◆ **Information given**:
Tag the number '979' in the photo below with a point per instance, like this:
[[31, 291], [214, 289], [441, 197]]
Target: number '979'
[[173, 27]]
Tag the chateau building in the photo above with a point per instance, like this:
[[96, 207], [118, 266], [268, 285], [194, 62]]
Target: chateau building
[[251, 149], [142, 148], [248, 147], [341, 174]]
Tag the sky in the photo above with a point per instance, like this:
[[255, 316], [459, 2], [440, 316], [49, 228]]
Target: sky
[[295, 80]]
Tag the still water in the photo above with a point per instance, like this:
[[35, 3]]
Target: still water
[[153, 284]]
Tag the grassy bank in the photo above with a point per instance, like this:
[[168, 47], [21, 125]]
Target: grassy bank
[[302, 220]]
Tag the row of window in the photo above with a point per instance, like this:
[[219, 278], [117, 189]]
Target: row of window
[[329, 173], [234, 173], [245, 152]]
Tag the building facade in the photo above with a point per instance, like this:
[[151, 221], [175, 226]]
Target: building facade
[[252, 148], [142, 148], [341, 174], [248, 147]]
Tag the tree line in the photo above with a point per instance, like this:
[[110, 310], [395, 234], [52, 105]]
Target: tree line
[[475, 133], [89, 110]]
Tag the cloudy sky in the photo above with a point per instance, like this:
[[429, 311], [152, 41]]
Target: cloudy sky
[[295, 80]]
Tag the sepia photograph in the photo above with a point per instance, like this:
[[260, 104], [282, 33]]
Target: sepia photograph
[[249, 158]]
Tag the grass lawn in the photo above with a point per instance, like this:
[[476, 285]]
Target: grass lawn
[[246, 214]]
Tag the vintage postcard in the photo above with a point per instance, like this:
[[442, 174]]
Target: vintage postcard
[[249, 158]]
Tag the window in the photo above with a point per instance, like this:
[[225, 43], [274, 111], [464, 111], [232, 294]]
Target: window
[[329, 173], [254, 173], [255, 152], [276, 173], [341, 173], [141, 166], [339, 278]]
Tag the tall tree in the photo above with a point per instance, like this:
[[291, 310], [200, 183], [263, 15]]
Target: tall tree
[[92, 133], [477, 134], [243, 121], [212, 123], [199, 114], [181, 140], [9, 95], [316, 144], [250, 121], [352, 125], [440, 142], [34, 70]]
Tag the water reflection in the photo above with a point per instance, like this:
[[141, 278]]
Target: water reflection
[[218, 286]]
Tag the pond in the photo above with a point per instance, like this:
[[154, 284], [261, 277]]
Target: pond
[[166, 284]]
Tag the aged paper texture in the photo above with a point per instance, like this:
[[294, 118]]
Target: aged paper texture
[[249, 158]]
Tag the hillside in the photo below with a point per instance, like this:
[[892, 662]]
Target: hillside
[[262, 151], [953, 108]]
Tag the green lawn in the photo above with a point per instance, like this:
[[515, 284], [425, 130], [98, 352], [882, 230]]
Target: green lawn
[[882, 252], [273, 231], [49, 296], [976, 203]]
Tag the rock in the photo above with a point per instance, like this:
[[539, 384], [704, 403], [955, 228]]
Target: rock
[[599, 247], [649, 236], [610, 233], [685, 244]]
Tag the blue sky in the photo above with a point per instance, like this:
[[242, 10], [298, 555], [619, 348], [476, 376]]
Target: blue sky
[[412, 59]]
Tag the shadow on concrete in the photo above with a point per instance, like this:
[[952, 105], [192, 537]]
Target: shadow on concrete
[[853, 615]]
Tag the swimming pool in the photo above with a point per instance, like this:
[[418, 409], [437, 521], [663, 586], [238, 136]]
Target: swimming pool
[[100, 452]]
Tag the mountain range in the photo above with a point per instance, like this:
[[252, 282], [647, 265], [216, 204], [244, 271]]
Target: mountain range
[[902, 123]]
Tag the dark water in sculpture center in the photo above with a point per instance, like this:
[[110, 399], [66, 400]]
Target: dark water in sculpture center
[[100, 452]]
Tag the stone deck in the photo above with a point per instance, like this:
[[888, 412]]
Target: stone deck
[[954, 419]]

◆ **Exercise objective**: The job here is to write out all the entries again exactly.

◆ **Answer box**:
Tag the number '979' in the photo below with a point per instance, like this:
[[31, 291], [214, 289], [441, 197]]
Target: number '979'
[[173, 27]]
Tag the chateau building in the photo above with a point per instance, like this:
[[96, 207], [118, 266], [268, 285], [194, 62]]
Target: chateau building
[[251, 149], [142, 148], [248, 147], [341, 174]]
Tag the sky in the photo above with a point per instance, like this:
[[255, 316], [459, 2], [440, 316], [49, 228]]
Target: sky
[[295, 80]]
Tag the still water in the photo above with a point per instance, like this:
[[35, 3]]
Target: still water
[[153, 284]]
Tag the grassy bank in the photo above with a point per instance, like this:
[[168, 47], [21, 125]]
Target: grassy bank
[[302, 220]]
Tag the row of window in the photo above with a point per instance, like this:
[[219, 278], [117, 189]]
Target: row of window
[[329, 173], [234, 173], [245, 152]]
Tag the building facade in the photo above with a point per instance, like this:
[[151, 221], [175, 226]]
Target: building facade
[[252, 148], [142, 148], [341, 174], [248, 147]]
Tag the tree line in the photo above with a point per instance, like this:
[[110, 310], [395, 234], [52, 105]]
Target: tree line
[[475, 133], [89, 110]]
Tag the cloudy sky in the photo above with a point per instance, like this:
[[429, 311], [152, 41]]
Target: cloudy sky
[[295, 80]]
Tag the sepia photograph in the photo above with a point per instance, like this:
[[260, 104], [282, 33]]
Target: sepia photograph
[[249, 158]]
Tag the grass lawn in the photo above with a point per instance, like this:
[[476, 285]]
Target: grass lawn
[[246, 214]]
Tag the vintage postcard in the photo above with a point per instance, like this:
[[442, 174]]
Target: vintage postcard
[[249, 158]]
Tag the window in the photo above with a point per instance, like this:
[[225, 43], [274, 111], [464, 111], [232, 294]]
Target: window
[[329, 173], [254, 173], [255, 152], [276, 173], [341, 173], [141, 166], [339, 278]]
Tag the tall tree in the photo above with a point per instance, like this:
[[291, 310], [200, 183], [263, 15]]
Target: tall tree
[[92, 133], [477, 134], [243, 121], [212, 123], [199, 114], [181, 140], [9, 95], [316, 144], [250, 121], [352, 125], [440, 142], [34, 70]]
Tag the water reflection in the photo above with a point per instance, like this:
[[141, 278]]
Target: water reflection
[[218, 286]]
Tag the pond in the photo above with a point per instance, like this:
[[154, 284], [261, 277]]
Target: pond
[[166, 284]]
Tag the aged paper texture in the photo above with a point per instance, like this:
[[294, 118]]
Target: aged paper texture
[[249, 158]]
Tag the hillside in the photo below with a point per instance, like this:
[[892, 662]]
Target: hillside
[[262, 151], [953, 108]]
Tag the green lawn in the photo above with a point per instance, like this:
[[515, 284], [425, 130], [98, 352], [882, 230]]
Target: green lawn
[[882, 252], [273, 231], [49, 296], [976, 203]]
Tag the rock in the photo above with a point per instance, like this:
[[539, 384], [704, 403], [955, 228]]
Target: rock
[[599, 247], [649, 236], [610, 233], [685, 244]]
Tag the blue sky in the photo above with a point per instance, like this:
[[242, 10], [298, 555], [619, 348], [476, 376]]
Target: blue sky
[[412, 59]]
Tag the shadow on concrete in the photo above with a point per instance, like this:
[[952, 105], [192, 537]]
Target: shadow on concrete
[[853, 615]]
Tag the swimming pool in the photo above with a point per instance, like this:
[[418, 409], [437, 521], [663, 586], [238, 136]]
Target: swimming pool
[[100, 452]]
Tag the mountain range in the photo above with a point per instance, like this:
[[252, 282], [647, 265], [216, 204], [244, 271]]
Target: mountain range
[[902, 123]]
Tag the dark water in sculpture center in the photo above with a point per instance, like this:
[[110, 399], [66, 400]]
Target: dark water in sculpture center
[[100, 452]]
Tag the stone deck in the photo above with a point per instance, like this:
[[888, 412]]
Target: stone deck
[[954, 419]]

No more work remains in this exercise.